++++ The input

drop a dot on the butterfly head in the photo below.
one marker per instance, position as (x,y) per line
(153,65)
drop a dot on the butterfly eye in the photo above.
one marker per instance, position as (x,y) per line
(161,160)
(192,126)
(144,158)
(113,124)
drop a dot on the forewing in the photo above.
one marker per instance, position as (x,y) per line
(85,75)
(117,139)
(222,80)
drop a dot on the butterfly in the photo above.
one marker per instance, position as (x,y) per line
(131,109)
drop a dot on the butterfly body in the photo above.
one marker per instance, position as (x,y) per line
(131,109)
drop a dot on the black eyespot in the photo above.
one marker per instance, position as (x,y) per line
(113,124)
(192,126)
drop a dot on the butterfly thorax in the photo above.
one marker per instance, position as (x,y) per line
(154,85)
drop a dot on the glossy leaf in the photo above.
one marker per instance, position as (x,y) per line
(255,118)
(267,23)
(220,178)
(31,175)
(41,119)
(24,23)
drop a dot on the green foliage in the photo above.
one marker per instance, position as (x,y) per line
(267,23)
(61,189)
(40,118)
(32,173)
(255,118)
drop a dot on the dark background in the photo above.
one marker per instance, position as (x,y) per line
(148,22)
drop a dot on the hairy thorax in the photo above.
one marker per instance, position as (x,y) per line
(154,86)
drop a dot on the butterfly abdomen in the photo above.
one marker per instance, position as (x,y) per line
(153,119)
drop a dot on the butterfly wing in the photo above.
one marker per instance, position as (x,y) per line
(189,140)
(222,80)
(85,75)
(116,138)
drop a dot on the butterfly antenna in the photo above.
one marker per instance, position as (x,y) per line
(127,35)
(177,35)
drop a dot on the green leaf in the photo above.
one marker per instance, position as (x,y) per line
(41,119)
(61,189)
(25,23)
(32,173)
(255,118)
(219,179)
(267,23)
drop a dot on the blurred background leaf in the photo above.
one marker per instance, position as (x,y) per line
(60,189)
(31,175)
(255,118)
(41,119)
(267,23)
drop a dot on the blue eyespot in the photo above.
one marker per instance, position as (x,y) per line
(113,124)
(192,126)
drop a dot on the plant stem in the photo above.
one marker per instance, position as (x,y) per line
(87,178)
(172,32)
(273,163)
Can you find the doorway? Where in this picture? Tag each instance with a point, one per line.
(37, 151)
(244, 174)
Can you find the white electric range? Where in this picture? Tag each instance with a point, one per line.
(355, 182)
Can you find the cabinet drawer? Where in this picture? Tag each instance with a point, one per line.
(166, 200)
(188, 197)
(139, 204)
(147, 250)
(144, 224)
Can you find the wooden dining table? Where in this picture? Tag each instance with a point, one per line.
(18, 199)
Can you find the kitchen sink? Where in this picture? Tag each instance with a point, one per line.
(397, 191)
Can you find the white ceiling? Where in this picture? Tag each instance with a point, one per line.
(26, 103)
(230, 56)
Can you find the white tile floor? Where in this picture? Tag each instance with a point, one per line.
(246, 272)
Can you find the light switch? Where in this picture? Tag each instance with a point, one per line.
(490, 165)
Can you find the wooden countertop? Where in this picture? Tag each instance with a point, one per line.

++++++++

→ What is needed: Could you recast the lines above as a numbered list, leaving out any blank lines?

→ Response to the exercise:
1. drop a dot on the butterfly head in the photo below.
2. one marker per instance, position as (x,y) per line
3. (153,65)
4. drop a dot on the butterfly eye in the photo above.
5. one marker per instance, position as (x,y) per line
6. (161,160)
7. (192,126)
8. (144,158)
9. (113,124)
10. drop a dot on the forewing in the photo above.
11. one marker per instance, position as (x,y) per line
12. (85,75)
13. (117,139)
14. (222,80)
15. drop a dot on the butterfly in the photo above.
16. one marker per instance, position as (x,y) per line
17. (131,109)
18. drop a dot on the butterfly body in the photo above.
19. one marker per instance, position as (x,y) per line
20. (131,109)
21. drop a dot on the black eyespot in the photo above.
22. one marker per instance, position as (x,y) per line
23. (113,124)
24. (192,126)
25. drop a dot on the butterfly thorax in the photo above.
26. one marker per instance, position as (x,y) per line
27. (154,85)
28. drop a dot on the glossy leaf in the photo above.
29. one marker per instance, position as (x,y) per line
30. (255,118)
31. (267,23)
32. (220,178)
33. (31,175)
34. (41,119)
35. (24,23)
36. drop a dot on the green foliage in the photo above.
37. one marker per instance, position as (x,y) per line
38. (267,23)
39. (61,189)
40. (40,118)
41. (32,173)
42. (255,118)
43. drop a dot on the dark background in the photo above.
44. one marker per instance, position as (x,y) per line
45. (148,22)
46. drop a dot on the hairy thorax in the photo above.
47. one marker per instance, position as (x,y) per line
48. (154,86)
49. drop a dot on the butterfly abdomen in the photo above.
50. one marker per instance, position as (x,y) per line
51. (153,119)
52. drop a dot on the butterfly wing in the photo above.
53. one marker per instance, position as (x,y) per line
54. (189,140)
55. (222,80)
56. (85,75)
57. (116,138)
58. drop a dot on the butterfly antenna in the photo above.
59. one marker per instance, position as (x,y) per line
60. (127,35)
61. (177,35)
62. drop a dot on the green leaf in the photo above.
63. one marker per instance, position as (x,y) per line
64. (41,119)
65. (61,189)
66. (25,23)
67. (32,173)
68. (255,118)
69. (219,179)
70. (267,23)
71. drop a dot on the blurred background leaf in the photo above.
72. one marker per instance, position as (x,y) per line
73. (60,189)
74. (31,175)
75. (255,118)
76. (41,119)
77. (267,23)
78. drop a dot on the blue eyespot in the photo above.
79. one marker per instance, position as (x,y) per line
80. (113,124)
81. (192,126)
82. drop a dot on the plant stem in the photo above.
83. one marker per instance, position as (x,y) per line
84. (87,178)
85. (172,32)
86. (273,163)
87. Can you find the doorway? Where in this picture? Tag each instance with a point, one per line.
88. (37, 151)
89. (244, 174)
90. Can you find the white electric range? Where in this picture? Tag each instance with a point, one per line.
91. (355, 182)
92. Can you find the cabinet drawer? Where in this picture? Tag each instance with a point, one per line.
93. (166, 200)
94. (188, 197)
95. (139, 204)
96. (147, 250)
97. (144, 224)
98. Can you find the wooden dining table? Where in this picture? Tag each instance with a point, one per line.
99. (18, 199)
100. Can you find the kitchen sink? Where in this picture? Tag each instance with a point, one per line.
101. (397, 191)
102. Can you find the white ceiling? Where in this picture? Tag each instance with a point, one per line.
103. (26, 103)
104. (230, 56)
105. Can you find the white tile floor? Where in this picture? Tag each instance with a point, one per line.
106. (246, 272)
107. Can you find the light switch? Where in this picture? Tag each instance with a point, one per line.
108. (490, 165)
109. Can you find the wooden countertop? Where in this picture? Tag each instance with a point, one per line.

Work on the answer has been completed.